◆ BRIEF 1 ◆
Decide whether each statement below agrees with the account of two labours: (a) the first labour was shorter than the second, (b) two midwives attended the first labour, and (c) the writer was 8cm dilated on arriving at the hospital for the second labour. For each, answer yes or no and quote the words of the text that decide it.
◆ BRIEF 2 ◆
Write what follows in the account of two labours, starting after its final sentence.

I had 2 very straightforward labours, text book and no intervention and coped very well.
HOWEVER the weird thing was that my first labour was longer and harder, but I felt safe and supported by the midwives I had - there were 2 of them. Even when they thought I had been pushing for too long and moved me to labour ward I felt in control and safe (my little boy was born pretty much 3 mins after I was moved!). The treatment / care in the immediate aftermath was great too. They made me a brew, brought me some food and left me and my partner alone for an hour - they didn't make me shower or anything (only a wee).
My second labour was much quicker and I had a midwife who was basically talking like I was a child and was very patronising - I arrived at the hospital at 8cm dilated and couldn't sit still / lie down due to the intensity of the contractions.
She was talking about me as if I wasn't there.

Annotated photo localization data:
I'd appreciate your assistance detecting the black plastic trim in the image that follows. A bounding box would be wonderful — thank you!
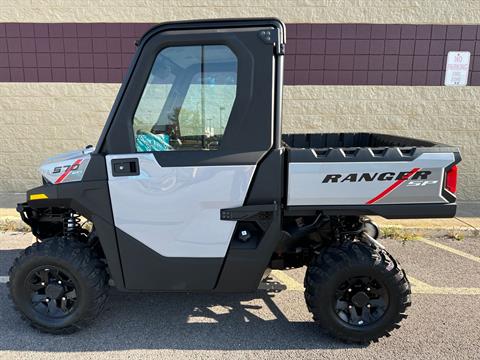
[285,203,457,219]
[116,228,223,292]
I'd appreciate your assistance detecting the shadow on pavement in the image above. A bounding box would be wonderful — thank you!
[0,250,361,352]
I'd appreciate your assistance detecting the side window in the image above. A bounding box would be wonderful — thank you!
[133,45,238,152]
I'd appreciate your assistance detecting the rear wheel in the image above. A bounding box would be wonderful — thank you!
[9,238,108,334]
[305,241,410,343]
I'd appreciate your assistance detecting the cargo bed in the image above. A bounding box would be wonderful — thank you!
[282,133,460,218]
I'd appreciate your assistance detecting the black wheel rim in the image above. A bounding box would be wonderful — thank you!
[25,266,77,319]
[334,276,388,326]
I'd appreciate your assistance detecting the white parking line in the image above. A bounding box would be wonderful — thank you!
[417,238,480,263]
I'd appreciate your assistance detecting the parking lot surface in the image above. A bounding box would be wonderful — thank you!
[0,233,480,359]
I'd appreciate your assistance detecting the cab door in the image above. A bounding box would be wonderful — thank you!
[99,21,280,291]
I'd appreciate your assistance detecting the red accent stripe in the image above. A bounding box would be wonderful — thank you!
[366,168,420,205]
[55,159,83,184]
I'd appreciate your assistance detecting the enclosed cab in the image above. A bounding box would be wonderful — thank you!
[10,19,460,342]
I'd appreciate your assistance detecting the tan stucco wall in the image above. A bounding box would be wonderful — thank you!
[0,83,480,200]
[0,0,480,24]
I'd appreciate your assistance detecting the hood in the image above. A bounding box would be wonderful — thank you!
[40,147,95,184]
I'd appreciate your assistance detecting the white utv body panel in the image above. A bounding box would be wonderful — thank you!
[40,147,95,184]
[106,153,255,258]
[287,153,455,206]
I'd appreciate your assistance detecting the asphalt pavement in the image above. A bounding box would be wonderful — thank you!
[0,233,480,360]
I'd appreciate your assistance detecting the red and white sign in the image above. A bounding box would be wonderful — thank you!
[445,51,470,86]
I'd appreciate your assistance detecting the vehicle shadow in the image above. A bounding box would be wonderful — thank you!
[0,251,368,352]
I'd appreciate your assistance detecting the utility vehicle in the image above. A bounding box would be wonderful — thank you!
[9,19,460,342]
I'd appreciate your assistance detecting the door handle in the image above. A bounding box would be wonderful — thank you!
[112,158,140,176]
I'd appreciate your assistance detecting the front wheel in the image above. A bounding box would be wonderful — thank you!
[305,241,411,343]
[9,238,108,334]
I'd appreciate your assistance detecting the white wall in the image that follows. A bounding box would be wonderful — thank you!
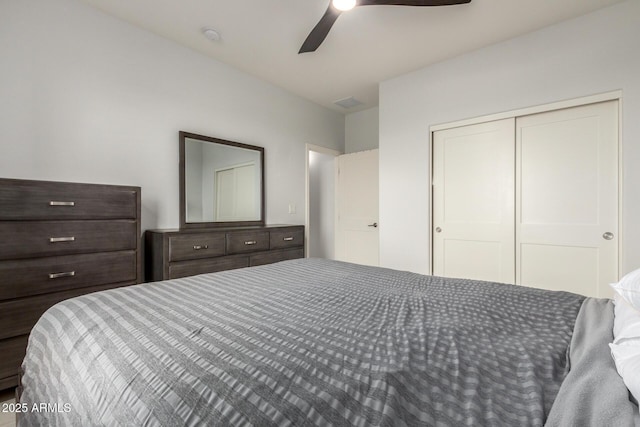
[379,0,640,273]
[0,0,344,234]
[344,107,379,154]
[307,151,336,259]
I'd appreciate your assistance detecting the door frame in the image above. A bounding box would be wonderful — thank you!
[427,90,624,279]
[304,144,344,257]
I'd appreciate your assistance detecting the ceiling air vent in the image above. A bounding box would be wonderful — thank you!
[333,96,362,108]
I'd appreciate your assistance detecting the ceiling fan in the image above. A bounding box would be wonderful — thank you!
[298,0,471,54]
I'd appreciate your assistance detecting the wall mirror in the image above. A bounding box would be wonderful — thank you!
[180,132,264,229]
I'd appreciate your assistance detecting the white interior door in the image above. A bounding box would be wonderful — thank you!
[432,119,515,283]
[516,101,619,297]
[335,150,380,266]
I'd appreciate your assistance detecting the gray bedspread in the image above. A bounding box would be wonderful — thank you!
[19,259,604,426]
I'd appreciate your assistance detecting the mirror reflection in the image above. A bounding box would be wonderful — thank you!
[181,134,263,229]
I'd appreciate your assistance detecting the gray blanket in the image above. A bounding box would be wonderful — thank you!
[547,298,640,427]
[20,259,604,426]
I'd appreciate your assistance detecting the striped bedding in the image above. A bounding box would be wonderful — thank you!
[19,259,584,426]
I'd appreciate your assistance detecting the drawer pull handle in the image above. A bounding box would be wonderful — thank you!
[49,271,76,279]
[49,236,76,243]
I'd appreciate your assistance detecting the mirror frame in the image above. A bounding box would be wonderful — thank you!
[179,131,265,230]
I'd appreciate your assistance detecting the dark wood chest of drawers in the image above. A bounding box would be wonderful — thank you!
[0,179,142,390]
[145,225,304,281]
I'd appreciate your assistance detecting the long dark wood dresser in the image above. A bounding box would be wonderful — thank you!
[0,178,142,390]
[145,225,304,281]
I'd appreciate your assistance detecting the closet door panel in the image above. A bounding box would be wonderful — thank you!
[433,119,515,283]
[516,101,618,297]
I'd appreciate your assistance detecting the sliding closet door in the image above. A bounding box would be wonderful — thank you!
[516,101,619,297]
[433,119,515,283]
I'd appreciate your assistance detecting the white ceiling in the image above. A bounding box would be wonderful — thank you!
[81,0,622,113]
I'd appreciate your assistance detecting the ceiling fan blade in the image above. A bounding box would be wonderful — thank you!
[358,0,471,6]
[298,3,341,54]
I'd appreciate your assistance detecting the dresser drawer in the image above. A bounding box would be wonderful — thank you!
[249,248,304,267]
[169,256,249,279]
[0,284,132,339]
[0,251,137,300]
[0,179,139,220]
[0,221,138,260]
[227,231,269,254]
[169,233,225,262]
[0,335,29,379]
[269,228,304,249]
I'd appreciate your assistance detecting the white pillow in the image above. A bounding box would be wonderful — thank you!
[609,343,640,401]
[611,269,640,310]
[613,294,640,345]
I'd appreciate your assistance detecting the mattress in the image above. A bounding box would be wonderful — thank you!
[19,259,637,426]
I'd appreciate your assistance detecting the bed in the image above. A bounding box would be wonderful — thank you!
[18,259,640,426]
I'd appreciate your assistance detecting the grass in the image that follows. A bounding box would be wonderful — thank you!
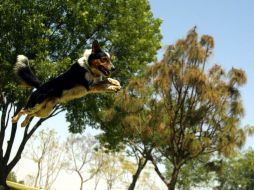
[7,181,40,190]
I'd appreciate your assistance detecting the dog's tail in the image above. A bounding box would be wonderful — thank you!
[14,55,41,88]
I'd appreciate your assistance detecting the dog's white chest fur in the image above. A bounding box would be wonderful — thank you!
[59,85,87,102]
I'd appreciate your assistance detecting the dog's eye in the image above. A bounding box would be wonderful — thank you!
[101,57,108,63]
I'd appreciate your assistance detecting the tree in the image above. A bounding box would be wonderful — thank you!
[0,0,161,188]
[25,129,66,190]
[217,150,254,190]
[165,155,216,190]
[99,77,163,190]
[148,27,253,190]
[65,135,103,190]
[93,149,134,190]
[98,28,251,190]
[7,172,17,182]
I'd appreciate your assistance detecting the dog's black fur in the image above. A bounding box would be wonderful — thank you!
[12,41,121,127]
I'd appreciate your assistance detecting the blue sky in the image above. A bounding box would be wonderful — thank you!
[150,0,254,147]
[12,0,254,189]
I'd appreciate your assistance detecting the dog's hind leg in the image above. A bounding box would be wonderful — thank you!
[21,114,32,127]
[12,108,26,123]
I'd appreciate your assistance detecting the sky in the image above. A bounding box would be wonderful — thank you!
[12,0,254,190]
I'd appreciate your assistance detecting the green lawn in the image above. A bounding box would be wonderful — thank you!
[7,181,39,190]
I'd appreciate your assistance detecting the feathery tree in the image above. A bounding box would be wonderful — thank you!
[218,150,254,190]
[98,28,250,190]
[149,28,252,190]
[99,78,163,190]
[0,0,161,188]
[24,129,67,190]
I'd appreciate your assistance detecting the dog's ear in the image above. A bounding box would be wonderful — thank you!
[92,40,101,54]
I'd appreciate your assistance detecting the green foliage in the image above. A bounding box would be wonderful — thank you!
[100,28,249,189]
[0,0,161,132]
[7,172,17,182]
[218,150,254,190]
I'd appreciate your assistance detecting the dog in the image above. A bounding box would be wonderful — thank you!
[12,40,121,127]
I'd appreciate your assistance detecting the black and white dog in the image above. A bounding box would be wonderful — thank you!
[12,40,121,127]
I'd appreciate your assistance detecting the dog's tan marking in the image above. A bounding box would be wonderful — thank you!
[59,86,87,103]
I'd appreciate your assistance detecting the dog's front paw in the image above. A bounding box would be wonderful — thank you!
[108,85,121,92]
[107,78,121,87]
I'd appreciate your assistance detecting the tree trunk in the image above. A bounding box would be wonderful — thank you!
[0,166,10,190]
[167,167,180,190]
[128,159,148,190]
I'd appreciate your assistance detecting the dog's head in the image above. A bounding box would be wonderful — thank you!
[87,40,115,77]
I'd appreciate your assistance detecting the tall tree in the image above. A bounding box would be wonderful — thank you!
[217,150,254,190]
[98,28,253,190]
[0,0,161,188]
[146,27,251,190]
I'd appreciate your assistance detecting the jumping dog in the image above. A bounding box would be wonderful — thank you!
[12,40,121,127]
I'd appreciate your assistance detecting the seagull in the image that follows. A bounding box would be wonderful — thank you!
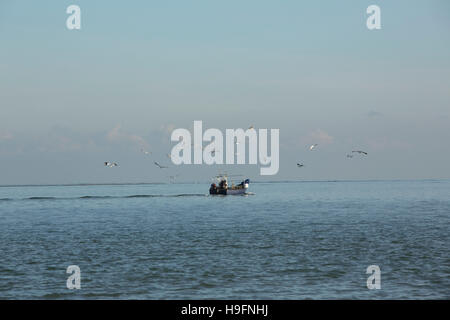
[105,161,119,168]
[154,161,168,169]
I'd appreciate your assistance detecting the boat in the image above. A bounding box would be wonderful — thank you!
[209,175,250,195]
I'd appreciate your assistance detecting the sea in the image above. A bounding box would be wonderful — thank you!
[0,180,450,300]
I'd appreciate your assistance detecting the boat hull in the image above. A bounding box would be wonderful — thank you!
[209,183,248,196]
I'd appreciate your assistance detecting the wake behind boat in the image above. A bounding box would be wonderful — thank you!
[209,176,250,195]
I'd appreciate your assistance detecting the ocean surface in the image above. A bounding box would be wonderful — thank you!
[0,180,450,299]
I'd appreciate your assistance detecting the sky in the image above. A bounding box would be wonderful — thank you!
[0,0,450,185]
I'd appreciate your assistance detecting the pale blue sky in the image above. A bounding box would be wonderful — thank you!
[0,0,450,184]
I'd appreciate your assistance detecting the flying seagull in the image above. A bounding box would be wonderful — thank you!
[154,161,168,169]
[105,161,119,168]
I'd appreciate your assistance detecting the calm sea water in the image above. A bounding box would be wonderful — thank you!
[0,180,450,299]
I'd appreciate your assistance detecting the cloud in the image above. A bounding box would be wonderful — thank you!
[106,125,149,148]
[301,129,334,144]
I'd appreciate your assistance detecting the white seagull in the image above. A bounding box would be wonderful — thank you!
[104,161,119,168]
[141,148,152,154]
[352,150,367,156]
[154,161,168,169]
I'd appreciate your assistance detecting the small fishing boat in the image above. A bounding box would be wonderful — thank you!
[209,175,250,195]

◆ TASK RESPONSE 1 ◆
(a) No: "my first labour was longer and harder"
(b) Yes: "there were 2 of them"
(c) Yes: "I arrived at the hospital at 8cm dilated"

◆ TASK RESPONSE 2 ◆
When she managed to examine me - she was surprised I was so far into active labour - hmmm that's why I couldn't sit down! Anyway I was taken to a room and was with a very cold and distant midwife who was okay in the moment when I was giving birth. The time after though wasn't good - it was 2 in the morning, she made me sit in a chair when all I wanted to do was to lie down and cuddle my baby, she then made me have a shower about 30 mins after I'd given birth and then I was left alone (with my partner) sitting in the chair for 3 hours.
I felt very abandoned and scared for some reason - just completely uncared for.
It wasn't like I had a hard labour - it was very fast and intense but it was so shocking to me and my head / body. I left hospital the next day a nervous anxious wreck. Ended up with PN OCD, anxiety then PND. I think the experience made me feel very scared and vulnerable. It wasn't the sole reason but certainly contributed.